Text block »
== Segment start ==
Diff of /README.md [000000] .. [6e0d8e]

Switch to side-by-side view

--- a
+++ b/README.md
@@ -0,0 +1,23 @@
+This project was part of a final group project for class. The code written by me and the report was written in collaboration with my team members. 
+
+Our objective was to predict the attrition percentage among patient enrollments in clinical trials and map the clinical research facilities geographically using information derived from ClinicalTrials.gov and its API.
+
+We were given 1325 clinical trials that were identified by their NCT (National Clinical Trial number) numbers along with their corresponding attrition percentage. We needed to retrieve associated data from ClinicalTrials.gov API each clinical trial using the NCT number from our dataset.
+
+To extract all 1325 clinical trials with NCT numbers, we defined and created a loop tasked to take all the 1325 NCT numbers and loop them each into the url space where the NCT number was written. This function fetches XML data for a specific clinical trial from ClinicalTrials.gov and it returns the XML data if the request is successful or nothing if the request failed. 
+
+With XML data, we were able to examine the variables and features that were recorded and assessed from each clinical trial such as the study design, location, facility name, drug, eligibility criteria etc. This was important to select what features contributed to predicting the attrition percentage and what needed to be added to the existing dataset for more detailed information.
+
+We added the gender of the participants, their minimum and maximum age, the start date of the trials, set completion date, trial study type, facility name, address, city, state, zip code, country, phase of the trial, status of the trials, and types of masking during the trial by creating a loop to extract the data of the XML data. This new data is now integrated into the dataset.
+
+We merged (using lambda) the RUCA numerical code to the original dataset to categorize locations from urban to non-urban areas. We imported the RUCA files and had a table of the RUCA code associated with the zipcodes and changed the values to labels that state urban or non-urban. Using the NumPy library to create the new column to the dataframe, we added a column called ‘Dropout’ to help in manipulating the data and casting the prediction. This creates a binary classification outcome column based on the condition that if the dropout percentage column is greater than 7.66019, the corresponding value in the 'Dropout' column is set to 1; otherwise, it is set to 0. This helped predict the dropout percentages into whether the dropout percentage is above a certain threshold.
== Segment end ==
(Collected data entries)
== Segment start ==
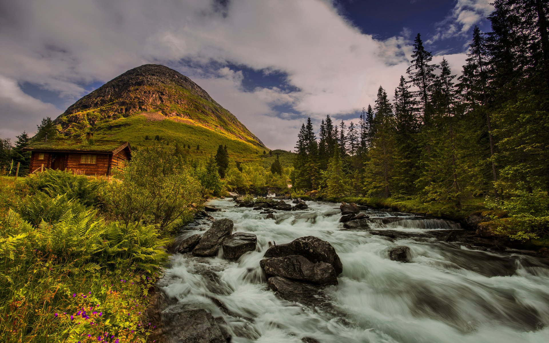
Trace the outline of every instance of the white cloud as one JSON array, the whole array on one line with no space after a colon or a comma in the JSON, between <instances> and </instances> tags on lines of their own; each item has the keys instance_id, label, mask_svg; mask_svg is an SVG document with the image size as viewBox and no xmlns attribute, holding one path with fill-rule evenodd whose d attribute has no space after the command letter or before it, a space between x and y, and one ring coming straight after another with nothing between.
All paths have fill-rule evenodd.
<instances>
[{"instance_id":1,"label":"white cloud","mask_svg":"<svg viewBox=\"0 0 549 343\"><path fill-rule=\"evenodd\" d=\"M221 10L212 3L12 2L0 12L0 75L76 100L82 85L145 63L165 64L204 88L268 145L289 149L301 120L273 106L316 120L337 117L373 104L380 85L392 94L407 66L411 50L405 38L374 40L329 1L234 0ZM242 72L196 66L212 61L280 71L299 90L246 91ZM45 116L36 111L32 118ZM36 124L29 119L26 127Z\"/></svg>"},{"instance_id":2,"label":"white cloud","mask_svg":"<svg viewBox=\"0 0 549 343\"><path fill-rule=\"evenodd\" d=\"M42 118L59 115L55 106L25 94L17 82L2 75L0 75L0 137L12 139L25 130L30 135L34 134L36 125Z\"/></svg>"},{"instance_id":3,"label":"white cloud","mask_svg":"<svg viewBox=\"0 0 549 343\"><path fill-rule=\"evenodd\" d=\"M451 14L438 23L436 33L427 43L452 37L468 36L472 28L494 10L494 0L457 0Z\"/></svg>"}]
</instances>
== Segment end ==
== Segment start ==
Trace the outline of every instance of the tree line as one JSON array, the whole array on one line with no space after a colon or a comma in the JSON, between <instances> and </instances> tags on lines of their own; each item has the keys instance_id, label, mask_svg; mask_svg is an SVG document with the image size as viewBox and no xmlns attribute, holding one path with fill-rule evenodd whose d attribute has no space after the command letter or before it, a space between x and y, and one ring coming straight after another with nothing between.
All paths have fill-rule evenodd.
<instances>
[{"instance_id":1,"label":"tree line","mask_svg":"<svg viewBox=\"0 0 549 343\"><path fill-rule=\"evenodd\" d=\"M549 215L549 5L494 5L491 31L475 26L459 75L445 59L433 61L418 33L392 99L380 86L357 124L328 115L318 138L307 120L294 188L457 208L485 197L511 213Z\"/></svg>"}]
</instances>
== Segment end ==
Questions to answer »
a – Please answer these questions about the clinical trials README, one line each:
(i) How many clinical trials were the team given?
(ii) What does the fetching function return if the request fails?
(iii) Above what dropout percentage is the 'Dropout' value set to 1?
b – Continue the clinical trials README from its last sentence.

Answers for the exercise »
a –
(i) 1325
(ii) Nothing
(iii) 7.66019

b –
+
+Having all the selected features, we converted the zipcodes (using the pyzipcode package) into their corresponding longitude and latitude codes to help with mapping the locations of where the trials took place. We then geocoded and looped all the facilities of each clinical trial using the longitude and latitude coordinates information into a HTML file (using folium package and a marker). The map showcased the map of the United States covered with drop pins of all the locations of the facilities. You can zoom in the map for accuracy. When you hover over the pin, it will show a text box with more information about the facility from the dataset. Because of high memory usage, we decided to visualize clinical trials that were above the median of 7.66019 rather than having all 818 trials on the map. 
+
+When it comes to training our data, we prepare all the libraries to be used. We removed all the null values of the dataset to proceed further with the training and the column we don’t need in ML. We transformed the string data into the numbers for the machine to understand it. 
+
+Files 
+1. "XMLextraction.py": I extracted all the crucial information from all 1300 XML files into onto table, saved as a CSV file. 
+2. "CleanData.py": This file was designated to clean the table by removing null values, standardizing the data, and filtering the trials that were only conducted in the United States.
+3. "FoliumMapping.py": After cleaning the data, I mapped out all the facilities that were labeled as rural.
+4. "PredictionModel.py": Seeks to predict the attrition rate of patients based on specific features from the table.